**To be done:** Please rewrite the entries starting with the line with "Exercise. Point to the bridge deck" and going on through the line with "Exercise. Point to the orange", putting "road surface" in place of "bridge deck" and leaving everything else unchanged.
-- begin Input records --
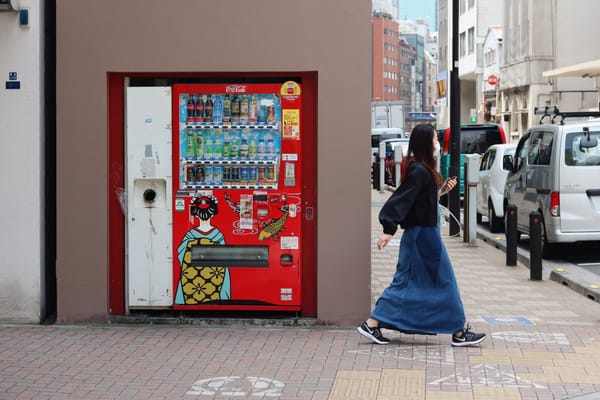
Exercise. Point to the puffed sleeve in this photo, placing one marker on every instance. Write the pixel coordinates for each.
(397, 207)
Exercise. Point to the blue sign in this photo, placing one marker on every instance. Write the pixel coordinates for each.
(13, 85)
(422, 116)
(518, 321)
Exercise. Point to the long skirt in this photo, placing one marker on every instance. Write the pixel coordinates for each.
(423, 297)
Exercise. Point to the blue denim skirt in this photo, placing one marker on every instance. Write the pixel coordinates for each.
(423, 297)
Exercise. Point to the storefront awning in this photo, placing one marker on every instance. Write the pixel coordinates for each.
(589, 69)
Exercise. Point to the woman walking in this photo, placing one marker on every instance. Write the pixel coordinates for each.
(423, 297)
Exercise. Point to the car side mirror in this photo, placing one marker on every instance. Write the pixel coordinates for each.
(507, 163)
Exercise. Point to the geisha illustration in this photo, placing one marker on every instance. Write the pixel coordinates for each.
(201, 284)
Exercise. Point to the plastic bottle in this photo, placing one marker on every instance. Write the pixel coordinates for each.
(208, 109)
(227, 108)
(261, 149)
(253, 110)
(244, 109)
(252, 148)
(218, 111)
-- end Input records --
-- begin Input records --
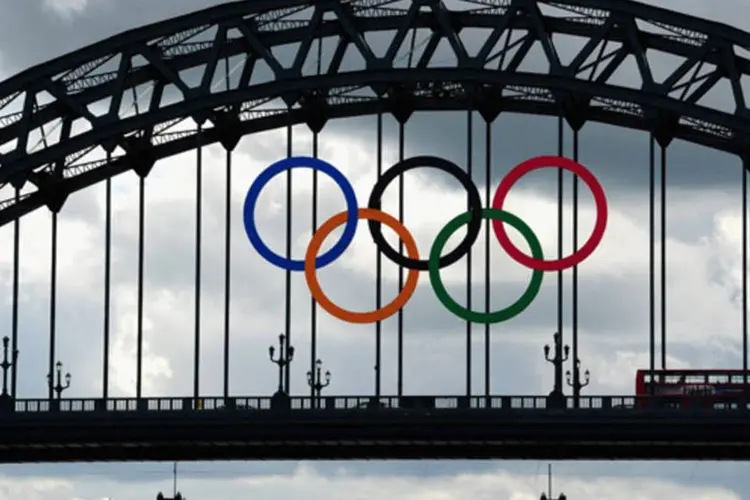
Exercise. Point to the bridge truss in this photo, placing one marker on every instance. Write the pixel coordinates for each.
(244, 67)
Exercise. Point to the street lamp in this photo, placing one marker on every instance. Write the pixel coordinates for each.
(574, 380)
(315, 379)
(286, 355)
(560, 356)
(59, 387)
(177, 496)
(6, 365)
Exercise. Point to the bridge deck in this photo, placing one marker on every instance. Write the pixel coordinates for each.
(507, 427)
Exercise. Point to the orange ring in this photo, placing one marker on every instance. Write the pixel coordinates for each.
-- end Input records --
**Answer:**
Exercise. Point to the road surface in this photo, placing one marker on every instance. Write the pixel coordinates for each.
(507, 427)
Exercise. Point to the orange ring in this photo, placing one marker on every instance. Write the pixel coordinates for each.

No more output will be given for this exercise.